# RECORDED DATA

* BEGIN *

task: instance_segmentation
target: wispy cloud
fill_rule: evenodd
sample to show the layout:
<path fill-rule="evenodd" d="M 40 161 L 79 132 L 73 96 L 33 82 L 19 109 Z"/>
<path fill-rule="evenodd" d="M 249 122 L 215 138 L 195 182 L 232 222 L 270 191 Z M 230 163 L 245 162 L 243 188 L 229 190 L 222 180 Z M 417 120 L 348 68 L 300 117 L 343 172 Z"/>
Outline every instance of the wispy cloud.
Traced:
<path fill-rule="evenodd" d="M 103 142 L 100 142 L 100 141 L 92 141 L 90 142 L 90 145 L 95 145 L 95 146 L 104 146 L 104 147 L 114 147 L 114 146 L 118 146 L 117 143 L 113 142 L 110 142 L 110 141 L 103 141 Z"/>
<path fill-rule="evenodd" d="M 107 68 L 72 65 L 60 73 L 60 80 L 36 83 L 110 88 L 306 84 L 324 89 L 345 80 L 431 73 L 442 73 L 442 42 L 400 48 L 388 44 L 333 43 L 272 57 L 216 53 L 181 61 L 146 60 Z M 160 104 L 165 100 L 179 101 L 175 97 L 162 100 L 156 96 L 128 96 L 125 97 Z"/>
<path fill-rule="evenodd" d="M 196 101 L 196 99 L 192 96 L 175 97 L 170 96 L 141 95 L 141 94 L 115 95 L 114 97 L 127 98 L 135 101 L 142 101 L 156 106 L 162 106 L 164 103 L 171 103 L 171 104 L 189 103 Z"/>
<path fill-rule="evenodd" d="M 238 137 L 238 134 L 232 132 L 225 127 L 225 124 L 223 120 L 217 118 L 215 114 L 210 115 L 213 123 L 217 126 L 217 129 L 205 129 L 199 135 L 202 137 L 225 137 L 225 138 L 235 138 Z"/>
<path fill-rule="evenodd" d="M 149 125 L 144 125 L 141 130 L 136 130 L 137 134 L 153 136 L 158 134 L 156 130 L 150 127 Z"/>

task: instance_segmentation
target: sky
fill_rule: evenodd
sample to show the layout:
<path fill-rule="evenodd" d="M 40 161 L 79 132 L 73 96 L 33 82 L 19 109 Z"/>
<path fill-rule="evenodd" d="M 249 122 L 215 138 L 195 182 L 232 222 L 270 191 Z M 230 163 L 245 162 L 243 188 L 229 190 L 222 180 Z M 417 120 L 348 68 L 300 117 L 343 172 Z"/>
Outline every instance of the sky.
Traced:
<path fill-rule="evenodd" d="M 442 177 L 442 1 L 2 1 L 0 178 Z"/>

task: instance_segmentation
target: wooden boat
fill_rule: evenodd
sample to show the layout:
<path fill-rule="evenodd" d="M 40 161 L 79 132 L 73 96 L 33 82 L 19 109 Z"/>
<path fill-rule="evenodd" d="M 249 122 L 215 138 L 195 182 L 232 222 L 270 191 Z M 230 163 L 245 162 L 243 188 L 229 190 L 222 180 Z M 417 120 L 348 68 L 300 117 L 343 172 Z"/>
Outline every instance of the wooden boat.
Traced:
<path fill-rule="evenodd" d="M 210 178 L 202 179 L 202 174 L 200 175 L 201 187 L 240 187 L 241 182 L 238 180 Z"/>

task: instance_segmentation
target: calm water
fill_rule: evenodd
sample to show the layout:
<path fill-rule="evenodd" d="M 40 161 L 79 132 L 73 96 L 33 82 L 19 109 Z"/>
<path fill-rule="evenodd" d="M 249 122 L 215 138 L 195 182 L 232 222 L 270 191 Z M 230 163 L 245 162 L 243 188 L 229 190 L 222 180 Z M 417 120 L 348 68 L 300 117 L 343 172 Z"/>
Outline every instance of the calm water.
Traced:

* END *

# STATED PROBLEM
Each entry above needs to be retyped exactly.

# RESULT OF THE EXERCISE
task: instance_segmentation
target: wispy cloud
fill_rule: evenodd
sample to show the layout:
<path fill-rule="evenodd" d="M 40 161 L 79 132 L 73 96 L 33 82 L 19 109 Z"/>
<path fill-rule="evenodd" d="M 249 122 L 215 138 L 195 182 L 232 222 L 270 191 Z M 230 163 L 245 162 L 243 188 L 229 190 L 222 180 Z M 417 120 L 348 68 L 300 117 L 343 172 Z"/>
Outline every instance of the wispy cloud.
Traced:
<path fill-rule="evenodd" d="M 103 142 L 100 142 L 100 141 L 92 141 L 90 142 L 90 145 L 95 145 L 95 146 L 104 146 L 104 147 L 114 147 L 114 146 L 118 146 L 117 143 L 113 142 L 110 142 L 110 141 L 103 141 Z"/>
<path fill-rule="evenodd" d="M 107 68 L 72 65 L 60 73 L 60 80 L 36 83 L 110 88 L 306 84 L 324 89 L 345 80 L 431 73 L 442 73 L 442 42 L 400 48 L 388 44 L 333 43 L 272 57 L 216 53 L 181 61 L 146 60 Z M 160 104 L 165 100 L 179 101 L 175 97 L 162 100 L 156 96 L 128 96 L 125 97 Z"/>
<path fill-rule="evenodd" d="M 196 101 L 196 99 L 192 96 L 175 97 L 170 96 L 141 95 L 141 94 L 115 95 L 114 97 L 127 98 L 135 101 L 142 101 L 156 106 L 162 106 L 164 103 L 171 103 L 171 104 L 189 103 Z"/>
<path fill-rule="evenodd" d="M 238 137 L 238 134 L 232 132 L 225 127 L 225 124 L 223 120 L 217 118 L 215 114 L 210 115 L 213 123 L 217 126 L 217 129 L 205 129 L 199 135 L 202 137 L 225 137 L 225 138 L 235 138 Z"/>
<path fill-rule="evenodd" d="M 149 125 L 144 125 L 141 130 L 136 130 L 137 134 L 153 136 L 158 134 L 156 130 L 150 127 Z"/>

task: instance_segmentation
target: sky
fill_rule: evenodd
sample to show the layout:
<path fill-rule="evenodd" d="M 40 161 L 79 132 L 73 96 L 33 82 L 19 109 Z"/>
<path fill-rule="evenodd" d="M 249 122 L 215 138 L 195 182 L 232 222 L 270 191 Z M 230 163 L 245 162 L 243 188 L 229 190 L 222 180 Z M 417 120 L 348 68 L 300 117 L 343 172 Z"/>
Outline every instance of the sky.
Traced:
<path fill-rule="evenodd" d="M 442 177 L 442 1 L 2 1 L 0 178 Z"/>

task: instance_segmentation
target: wooden boat
fill_rule: evenodd
sample to show the layout:
<path fill-rule="evenodd" d="M 40 161 L 79 132 L 73 96 L 33 82 L 19 109 Z"/>
<path fill-rule="evenodd" d="M 249 122 L 215 138 L 195 182 L 232 222 L 270 191 Z M 230 163 L 245 162 L 243 188 L 229 190 L 222 180 Z M 417 120 L 348 68 L 300 117 L 343 172 Z"/>
Outline every instance of the wooden boat.
Traced:
<path fill-rule="evenodd" d="M 210 178 L 202 179 L 202 174 L 200 175 L 201 187 L 240 187 L 241 182 L 238 180 Z"/>

task: instance_segmentation
target: calm water
fill_rule: evenodd
sample to show the layout:
<path fill-rule="evenodd" d="M 40 161 L 79 132 L 73 96 L 33 82 L 19 109 Z"/>
<path fill-rule="evenodd" d="M 249 122 L 215 138 L 195 182 L 232 222 L 270 191 Z M 230 163 L 245 162 L 243 188 L 229 190 L 222 180 Z M 417 120 L 348 68 L 300 117 L 343 172 Z"/>
Outline every instance of the calm water.
Traced:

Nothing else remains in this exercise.